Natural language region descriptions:
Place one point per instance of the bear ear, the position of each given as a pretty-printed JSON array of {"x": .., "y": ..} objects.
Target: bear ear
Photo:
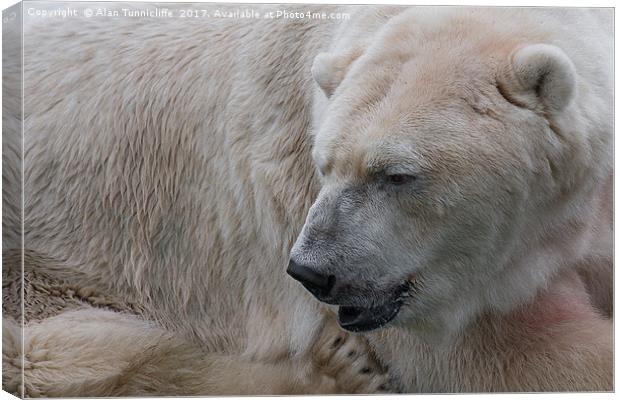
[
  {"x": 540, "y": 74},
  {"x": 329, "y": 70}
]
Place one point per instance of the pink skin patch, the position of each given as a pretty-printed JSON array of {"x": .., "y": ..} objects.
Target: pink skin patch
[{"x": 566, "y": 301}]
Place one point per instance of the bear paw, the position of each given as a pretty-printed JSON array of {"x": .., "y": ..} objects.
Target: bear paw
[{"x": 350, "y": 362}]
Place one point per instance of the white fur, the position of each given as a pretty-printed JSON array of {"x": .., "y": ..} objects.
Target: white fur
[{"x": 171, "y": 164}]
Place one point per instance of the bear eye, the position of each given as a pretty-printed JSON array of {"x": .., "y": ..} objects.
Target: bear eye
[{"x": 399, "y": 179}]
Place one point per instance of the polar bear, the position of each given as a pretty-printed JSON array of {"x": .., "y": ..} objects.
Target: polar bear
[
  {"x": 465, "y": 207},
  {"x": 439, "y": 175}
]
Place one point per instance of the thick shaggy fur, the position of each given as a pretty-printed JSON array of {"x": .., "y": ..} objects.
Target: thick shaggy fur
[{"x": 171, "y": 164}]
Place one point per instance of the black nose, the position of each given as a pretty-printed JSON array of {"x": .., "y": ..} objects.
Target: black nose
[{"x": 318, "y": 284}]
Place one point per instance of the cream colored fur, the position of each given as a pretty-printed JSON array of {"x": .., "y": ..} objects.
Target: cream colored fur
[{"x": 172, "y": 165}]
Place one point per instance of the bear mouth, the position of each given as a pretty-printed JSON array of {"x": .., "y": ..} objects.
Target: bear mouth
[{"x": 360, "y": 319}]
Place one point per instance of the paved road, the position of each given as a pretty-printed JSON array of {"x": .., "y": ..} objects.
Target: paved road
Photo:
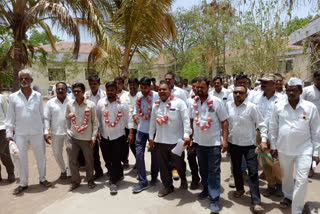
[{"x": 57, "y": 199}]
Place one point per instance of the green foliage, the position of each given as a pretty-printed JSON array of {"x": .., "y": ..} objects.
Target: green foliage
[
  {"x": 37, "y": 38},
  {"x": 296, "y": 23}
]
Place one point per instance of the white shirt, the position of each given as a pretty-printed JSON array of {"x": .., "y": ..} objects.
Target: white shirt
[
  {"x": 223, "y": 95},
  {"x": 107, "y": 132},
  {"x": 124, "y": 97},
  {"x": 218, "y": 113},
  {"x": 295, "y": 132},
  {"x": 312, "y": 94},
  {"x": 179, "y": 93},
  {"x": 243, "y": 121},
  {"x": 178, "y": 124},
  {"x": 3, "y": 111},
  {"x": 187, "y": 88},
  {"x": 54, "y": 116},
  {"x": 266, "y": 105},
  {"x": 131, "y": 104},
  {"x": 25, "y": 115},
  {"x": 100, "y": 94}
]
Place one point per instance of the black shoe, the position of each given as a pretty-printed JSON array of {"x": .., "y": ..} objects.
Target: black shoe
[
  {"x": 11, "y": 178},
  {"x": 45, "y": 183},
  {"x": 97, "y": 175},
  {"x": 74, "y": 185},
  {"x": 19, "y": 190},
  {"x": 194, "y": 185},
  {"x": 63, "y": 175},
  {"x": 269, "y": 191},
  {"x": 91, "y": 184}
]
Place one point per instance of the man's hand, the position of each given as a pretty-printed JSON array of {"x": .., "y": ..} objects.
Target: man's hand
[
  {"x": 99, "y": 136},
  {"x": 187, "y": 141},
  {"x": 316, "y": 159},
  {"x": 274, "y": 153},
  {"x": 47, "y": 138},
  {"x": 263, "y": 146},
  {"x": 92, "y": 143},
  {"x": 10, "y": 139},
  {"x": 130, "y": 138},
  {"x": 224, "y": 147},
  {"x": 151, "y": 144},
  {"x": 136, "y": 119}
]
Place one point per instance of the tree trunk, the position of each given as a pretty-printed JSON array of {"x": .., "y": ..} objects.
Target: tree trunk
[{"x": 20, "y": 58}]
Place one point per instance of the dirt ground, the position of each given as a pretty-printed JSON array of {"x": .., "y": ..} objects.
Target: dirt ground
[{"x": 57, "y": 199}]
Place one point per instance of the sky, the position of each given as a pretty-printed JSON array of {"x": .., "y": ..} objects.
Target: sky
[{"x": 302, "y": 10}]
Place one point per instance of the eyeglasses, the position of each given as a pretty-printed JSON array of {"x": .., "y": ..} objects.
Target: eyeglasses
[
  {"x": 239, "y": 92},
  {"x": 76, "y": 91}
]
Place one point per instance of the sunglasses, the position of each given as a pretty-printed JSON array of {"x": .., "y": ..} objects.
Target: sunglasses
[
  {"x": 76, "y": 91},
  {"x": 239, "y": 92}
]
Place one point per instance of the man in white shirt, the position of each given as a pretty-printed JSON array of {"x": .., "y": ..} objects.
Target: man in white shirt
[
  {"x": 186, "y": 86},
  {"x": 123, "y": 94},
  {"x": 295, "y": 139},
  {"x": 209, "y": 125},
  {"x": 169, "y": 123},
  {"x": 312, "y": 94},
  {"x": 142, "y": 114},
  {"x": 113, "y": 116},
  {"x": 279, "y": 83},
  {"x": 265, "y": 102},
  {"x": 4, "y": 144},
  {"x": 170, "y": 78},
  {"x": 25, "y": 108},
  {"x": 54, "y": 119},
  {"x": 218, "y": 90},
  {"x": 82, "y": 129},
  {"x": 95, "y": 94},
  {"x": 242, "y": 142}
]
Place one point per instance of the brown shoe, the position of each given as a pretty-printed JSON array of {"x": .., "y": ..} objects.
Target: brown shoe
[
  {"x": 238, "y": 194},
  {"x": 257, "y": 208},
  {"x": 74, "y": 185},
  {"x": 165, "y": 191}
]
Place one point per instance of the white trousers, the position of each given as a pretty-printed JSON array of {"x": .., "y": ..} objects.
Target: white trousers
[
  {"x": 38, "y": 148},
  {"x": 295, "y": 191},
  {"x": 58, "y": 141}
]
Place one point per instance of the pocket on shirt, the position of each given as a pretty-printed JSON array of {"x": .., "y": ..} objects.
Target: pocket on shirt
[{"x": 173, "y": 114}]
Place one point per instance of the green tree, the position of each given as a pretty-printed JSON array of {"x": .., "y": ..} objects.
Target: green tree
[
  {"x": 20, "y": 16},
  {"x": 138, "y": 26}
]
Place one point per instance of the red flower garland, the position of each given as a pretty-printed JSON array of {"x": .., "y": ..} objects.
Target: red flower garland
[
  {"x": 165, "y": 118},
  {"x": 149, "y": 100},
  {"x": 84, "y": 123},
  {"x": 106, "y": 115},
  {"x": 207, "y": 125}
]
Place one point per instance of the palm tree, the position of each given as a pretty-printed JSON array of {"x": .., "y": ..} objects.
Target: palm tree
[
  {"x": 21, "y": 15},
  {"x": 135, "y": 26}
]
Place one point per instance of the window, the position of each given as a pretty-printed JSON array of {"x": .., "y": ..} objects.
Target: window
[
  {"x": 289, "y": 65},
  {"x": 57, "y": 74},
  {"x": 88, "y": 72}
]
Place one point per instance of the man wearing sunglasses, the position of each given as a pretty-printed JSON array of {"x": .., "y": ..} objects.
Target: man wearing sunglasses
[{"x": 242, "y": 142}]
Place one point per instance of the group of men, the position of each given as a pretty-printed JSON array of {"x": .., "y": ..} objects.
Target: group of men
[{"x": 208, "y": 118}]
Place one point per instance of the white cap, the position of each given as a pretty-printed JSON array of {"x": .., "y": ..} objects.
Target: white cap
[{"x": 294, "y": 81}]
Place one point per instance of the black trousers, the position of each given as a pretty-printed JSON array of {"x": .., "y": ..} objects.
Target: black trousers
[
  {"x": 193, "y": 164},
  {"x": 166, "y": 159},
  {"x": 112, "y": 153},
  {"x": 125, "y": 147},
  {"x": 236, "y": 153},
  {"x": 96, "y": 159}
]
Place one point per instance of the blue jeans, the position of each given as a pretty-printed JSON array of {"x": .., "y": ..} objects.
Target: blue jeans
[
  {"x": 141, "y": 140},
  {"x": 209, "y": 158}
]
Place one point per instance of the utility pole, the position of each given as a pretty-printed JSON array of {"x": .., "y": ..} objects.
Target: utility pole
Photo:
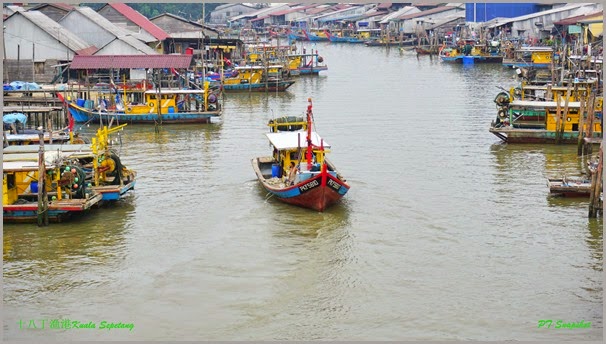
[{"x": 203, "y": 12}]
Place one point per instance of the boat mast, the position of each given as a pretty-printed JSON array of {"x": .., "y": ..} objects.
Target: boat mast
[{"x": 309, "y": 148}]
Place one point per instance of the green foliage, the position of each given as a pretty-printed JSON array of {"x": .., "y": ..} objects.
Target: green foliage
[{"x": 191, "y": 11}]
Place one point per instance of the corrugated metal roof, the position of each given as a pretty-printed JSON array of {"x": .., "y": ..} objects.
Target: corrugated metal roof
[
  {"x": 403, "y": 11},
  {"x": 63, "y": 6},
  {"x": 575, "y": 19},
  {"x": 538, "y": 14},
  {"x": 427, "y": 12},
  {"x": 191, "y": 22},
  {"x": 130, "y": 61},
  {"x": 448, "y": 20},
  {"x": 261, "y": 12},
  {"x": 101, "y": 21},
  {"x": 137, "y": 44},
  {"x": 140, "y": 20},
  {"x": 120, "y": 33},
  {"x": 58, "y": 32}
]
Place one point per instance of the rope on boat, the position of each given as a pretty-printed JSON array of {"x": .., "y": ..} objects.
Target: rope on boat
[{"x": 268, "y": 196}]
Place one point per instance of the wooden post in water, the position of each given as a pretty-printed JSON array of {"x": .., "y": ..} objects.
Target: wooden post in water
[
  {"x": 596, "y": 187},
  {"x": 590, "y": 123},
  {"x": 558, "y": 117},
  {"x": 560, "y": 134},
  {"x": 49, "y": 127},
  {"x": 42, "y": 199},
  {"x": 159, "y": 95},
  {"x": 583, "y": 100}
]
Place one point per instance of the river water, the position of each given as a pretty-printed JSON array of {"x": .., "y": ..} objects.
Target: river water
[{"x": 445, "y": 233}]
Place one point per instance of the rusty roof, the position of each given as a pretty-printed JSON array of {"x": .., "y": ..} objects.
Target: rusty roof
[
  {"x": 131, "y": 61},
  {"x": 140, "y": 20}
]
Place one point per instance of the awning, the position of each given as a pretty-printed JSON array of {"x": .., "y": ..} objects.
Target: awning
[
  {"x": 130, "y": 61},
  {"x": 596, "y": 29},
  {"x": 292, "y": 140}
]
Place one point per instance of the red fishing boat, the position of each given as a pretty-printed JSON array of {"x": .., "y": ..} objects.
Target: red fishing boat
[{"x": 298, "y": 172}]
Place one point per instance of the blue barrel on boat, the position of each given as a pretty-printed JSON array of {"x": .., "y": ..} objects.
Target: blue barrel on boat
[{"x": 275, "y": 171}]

# Exercise details
Your answer should consist of the lines above that hold the word "paved".

# Reply
Place one point per instance of the paved road, the position of each given as a pretty-printed JSON array of {"x": .., "y": ..} objects.
Target: paved road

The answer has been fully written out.